_DATA LISTING_
============

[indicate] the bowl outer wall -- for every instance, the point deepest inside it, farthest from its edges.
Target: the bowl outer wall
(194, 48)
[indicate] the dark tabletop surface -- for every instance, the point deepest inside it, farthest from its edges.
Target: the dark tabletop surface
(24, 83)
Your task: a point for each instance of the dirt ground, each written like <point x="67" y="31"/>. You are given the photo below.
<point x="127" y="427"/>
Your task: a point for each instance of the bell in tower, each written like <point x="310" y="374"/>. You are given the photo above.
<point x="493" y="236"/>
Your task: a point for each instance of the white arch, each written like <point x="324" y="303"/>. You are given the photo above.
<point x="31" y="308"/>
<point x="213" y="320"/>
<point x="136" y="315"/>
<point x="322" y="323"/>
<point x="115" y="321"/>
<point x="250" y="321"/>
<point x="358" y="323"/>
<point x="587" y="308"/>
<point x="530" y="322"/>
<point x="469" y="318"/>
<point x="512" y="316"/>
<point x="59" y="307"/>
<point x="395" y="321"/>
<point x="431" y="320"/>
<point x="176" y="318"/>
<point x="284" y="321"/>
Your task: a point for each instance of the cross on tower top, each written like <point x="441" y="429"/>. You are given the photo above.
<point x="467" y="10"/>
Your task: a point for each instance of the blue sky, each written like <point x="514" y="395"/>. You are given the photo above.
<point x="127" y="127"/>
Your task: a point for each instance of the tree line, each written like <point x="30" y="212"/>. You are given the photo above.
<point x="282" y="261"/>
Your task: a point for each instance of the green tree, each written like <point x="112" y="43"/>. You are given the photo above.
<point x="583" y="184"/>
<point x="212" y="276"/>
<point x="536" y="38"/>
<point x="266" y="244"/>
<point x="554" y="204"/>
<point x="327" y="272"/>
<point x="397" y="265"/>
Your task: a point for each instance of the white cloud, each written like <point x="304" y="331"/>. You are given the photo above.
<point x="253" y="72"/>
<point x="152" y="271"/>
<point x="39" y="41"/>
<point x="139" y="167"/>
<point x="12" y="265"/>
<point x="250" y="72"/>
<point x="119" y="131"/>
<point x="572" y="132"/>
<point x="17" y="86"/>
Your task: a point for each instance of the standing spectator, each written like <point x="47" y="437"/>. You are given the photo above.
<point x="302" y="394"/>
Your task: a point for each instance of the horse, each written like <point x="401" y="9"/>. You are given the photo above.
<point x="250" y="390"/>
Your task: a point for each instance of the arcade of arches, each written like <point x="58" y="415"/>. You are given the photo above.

============

_PROMPT_
Copy the listing above out again in its entirety, exactly as written.

_OUTPUT OF THE TASK_
[indicate] the bowl outer wall -- for every instance, the point deepest inside it, farthest from its edges.
Target: the bowl outer wall
(194, 48)
[indicate] the dark tabletop surface -- for every instance, the point deepest inside it, farthest from its edges.
Target: the dark tabletop surface
(24, 83)
Your task: a point for each instance of the dirt ground, each written like <point x="67" y="31"/>. You are given the photo below.
<point x="127" y="427"/>
Your task: a point for each instance of the bell in tower, each written like <point x="310" y="374"/>. You are given the photo above.
<point x="493" y="236"/>
Your task: a point for each instance of the white arch, each written like <point x="324" y="303"/>. You are given the photo above.
<point x="31" y="308"/>
<point x="213" y="320"/>
<point x="136" y="315"/>
<point x="322" y="323"/>
<point x="115" y="321"/>
<point x="250" y="321"/>
<point x="358" y="323"/>
<point x="587" y="308"/>
<point x="530" y="322"/>
<point x="469" y="318"/>
<point x="512" y="316"/>
<point x="59" y="307"/>
<point x="395" y="321"/>
<point x="431" y="320"/>
<point x="176" y="318"/>
<point x="284" y="321"/>
Your task: a point for each instance of the cross on tower top, each written like <point x="441" y="429"/>. You are given the photo above.
<point x="467" y="10"/>
Your task: a point for each instance of the blue sky, each written like <point x="514" y="395"/>. You are given the photo above.
<point x="127" y="127"/>
Your task: a point for each instance of the tree line, each written like <point x="30" y="212"/>. You are given the photo above.
<point x="282" y="261"/>
Your task: a point for each instance of the green tree, each written like <point x="112" y="43"/>. You are given the photo above.
<point x="583" y="184"/>
<point x="212" y="276"/>
<point x="536" y="38"/>
<point x="266" y="244"/>
<point x="554" y="204"/>
<point x="327" y="272"/>
<point x="397" y="265"/>
Your task: a point for each instance of the white cloud, each written like <point x="304" y="331"/>. You are given the photo above.
<point x="253" y="72"/>
<point x="152" y="271"/>
<point x="39" y="41"/>
<point x="139" y="167"/>
<point x="12" y="265"/>
<point x="250" y="72"/>
<point x="119" y="131"/>
<point x="572" y="132"/>
<point x="17" y="86"/>
Your task: a point for each instance of the standing spectator, each written like <point x="47" y="437"/>. You are given the photo above.
<point x="302" y="394"/>
Your task: a point for each instance of the horse, each written like <point x="401" y="9"/>. You are given the photo above.
<point x="250" y="390"/>
Your task: a point for each instance of the arcade of arches, each written like <point x="58" y="415"/>. You are given the photo above.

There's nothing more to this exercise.